Aim of the task:
In the archival collection notes below, who arranged the collection into series?

Source passage:

The researcher should note that the collection also contains audio-visual material. These items are not included in the finding aid but the NASM audio-visual archivist can assist you regarding access.
This collection was arranged into series by the processing archivist. There was no original order when the collection was received.
Series 1: Personal & Business Papers
Series 2: Papers Authored by R.C. Truax
Series 3: Drawings
Series 4: Images
4:1 - Slides
4:2 - Photos, Negatives & Floppy Discs
Numerous acronyms were used by the creator when labeling his file units. Some will be obvious to the researcher but the archivist has identified some acronyms that might be more unclear. Not all acronyms were able to be identified.
AFRL - Air Force Research Lab
ATD - Advanced Technology Development
BAA - possibly Broad Agency Announcement
BMDO - Ballistic Missile Defense Organization
CDRL - Contract Data Requirements List?

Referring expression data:

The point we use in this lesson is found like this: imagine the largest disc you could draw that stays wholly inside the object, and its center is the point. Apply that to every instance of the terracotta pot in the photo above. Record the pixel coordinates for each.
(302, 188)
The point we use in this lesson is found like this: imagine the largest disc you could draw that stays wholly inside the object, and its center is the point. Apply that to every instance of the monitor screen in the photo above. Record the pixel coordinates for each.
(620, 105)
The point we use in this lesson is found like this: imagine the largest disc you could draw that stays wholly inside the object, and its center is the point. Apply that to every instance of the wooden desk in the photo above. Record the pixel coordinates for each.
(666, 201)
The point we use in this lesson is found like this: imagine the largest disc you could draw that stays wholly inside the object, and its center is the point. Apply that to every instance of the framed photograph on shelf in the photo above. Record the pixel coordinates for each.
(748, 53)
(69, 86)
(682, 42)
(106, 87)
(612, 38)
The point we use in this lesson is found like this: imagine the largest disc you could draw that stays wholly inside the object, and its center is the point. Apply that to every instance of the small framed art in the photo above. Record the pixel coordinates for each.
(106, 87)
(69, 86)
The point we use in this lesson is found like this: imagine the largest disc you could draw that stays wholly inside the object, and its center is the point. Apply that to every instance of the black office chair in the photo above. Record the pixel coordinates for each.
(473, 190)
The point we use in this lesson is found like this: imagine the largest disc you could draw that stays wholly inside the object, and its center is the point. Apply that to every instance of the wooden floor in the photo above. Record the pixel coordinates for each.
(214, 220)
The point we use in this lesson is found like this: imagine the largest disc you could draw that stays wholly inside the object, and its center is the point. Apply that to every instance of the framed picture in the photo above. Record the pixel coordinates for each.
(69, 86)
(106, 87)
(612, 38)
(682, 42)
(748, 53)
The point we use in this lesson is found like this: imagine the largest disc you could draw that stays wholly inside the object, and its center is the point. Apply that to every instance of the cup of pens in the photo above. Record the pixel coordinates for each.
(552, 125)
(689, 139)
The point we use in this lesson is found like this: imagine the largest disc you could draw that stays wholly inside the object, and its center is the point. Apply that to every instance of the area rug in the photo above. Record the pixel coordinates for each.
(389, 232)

Answer section:
The processing archivist.